'''

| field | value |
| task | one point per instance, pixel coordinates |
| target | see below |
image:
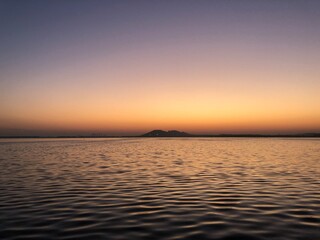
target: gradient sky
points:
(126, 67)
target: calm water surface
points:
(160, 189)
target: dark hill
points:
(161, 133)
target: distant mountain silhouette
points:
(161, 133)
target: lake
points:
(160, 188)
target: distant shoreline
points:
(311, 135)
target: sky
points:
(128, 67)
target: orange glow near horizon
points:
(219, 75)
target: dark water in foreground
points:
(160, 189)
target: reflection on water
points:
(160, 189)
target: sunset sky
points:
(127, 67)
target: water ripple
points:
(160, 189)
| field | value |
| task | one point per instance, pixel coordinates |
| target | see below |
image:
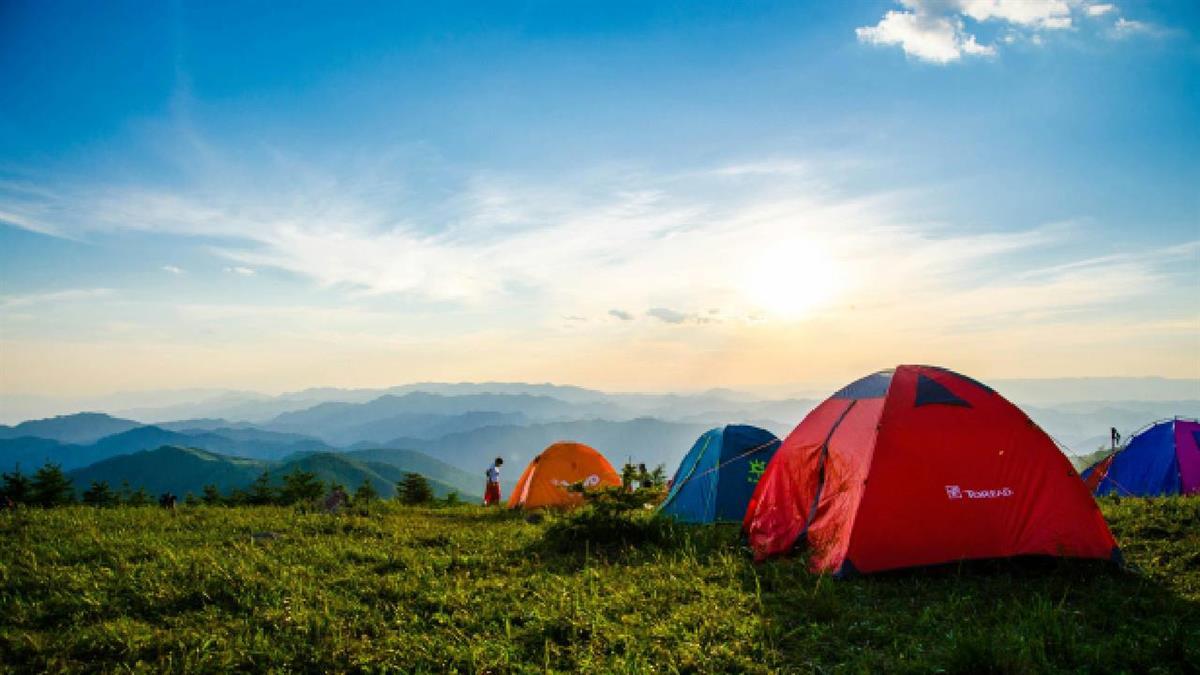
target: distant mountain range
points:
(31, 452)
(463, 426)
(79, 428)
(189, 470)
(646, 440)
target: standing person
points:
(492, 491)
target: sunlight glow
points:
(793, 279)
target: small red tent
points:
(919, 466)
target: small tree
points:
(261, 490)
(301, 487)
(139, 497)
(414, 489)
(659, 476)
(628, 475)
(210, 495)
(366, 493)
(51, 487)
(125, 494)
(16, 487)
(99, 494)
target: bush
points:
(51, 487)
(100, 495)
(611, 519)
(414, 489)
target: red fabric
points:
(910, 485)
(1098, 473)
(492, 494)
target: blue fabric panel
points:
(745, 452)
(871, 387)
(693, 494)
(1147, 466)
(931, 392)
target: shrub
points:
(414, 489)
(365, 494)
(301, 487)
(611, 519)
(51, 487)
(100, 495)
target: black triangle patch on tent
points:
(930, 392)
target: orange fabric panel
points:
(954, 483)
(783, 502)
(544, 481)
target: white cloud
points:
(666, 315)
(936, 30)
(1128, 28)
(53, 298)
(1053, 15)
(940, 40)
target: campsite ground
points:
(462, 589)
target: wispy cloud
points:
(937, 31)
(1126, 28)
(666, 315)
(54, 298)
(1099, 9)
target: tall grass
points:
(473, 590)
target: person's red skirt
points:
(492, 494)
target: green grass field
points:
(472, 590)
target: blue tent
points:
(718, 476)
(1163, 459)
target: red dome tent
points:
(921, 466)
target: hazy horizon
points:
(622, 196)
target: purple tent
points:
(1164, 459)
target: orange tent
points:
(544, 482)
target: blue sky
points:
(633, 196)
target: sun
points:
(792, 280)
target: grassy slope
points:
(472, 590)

'''

WHAT IS REQUIRED:
Repeat word for word the lines running from the line containing "target: blue tent" to the end of the entries above, inclusive.

ANSWER BOX:
target: blue tent
points:
(718, 476)
(1163, 459)
target: red dome tent
points:
(921, 466)
target: hazy horizon
points:
(622, 196)
target: purple tent
points:
(1164, 459)
target: orange tent
points:
(544, 482)
target: blue sky
points:
(633, 196)
target: sun
points:
(792, 280)
target: grassy slope
points:
(472, 590)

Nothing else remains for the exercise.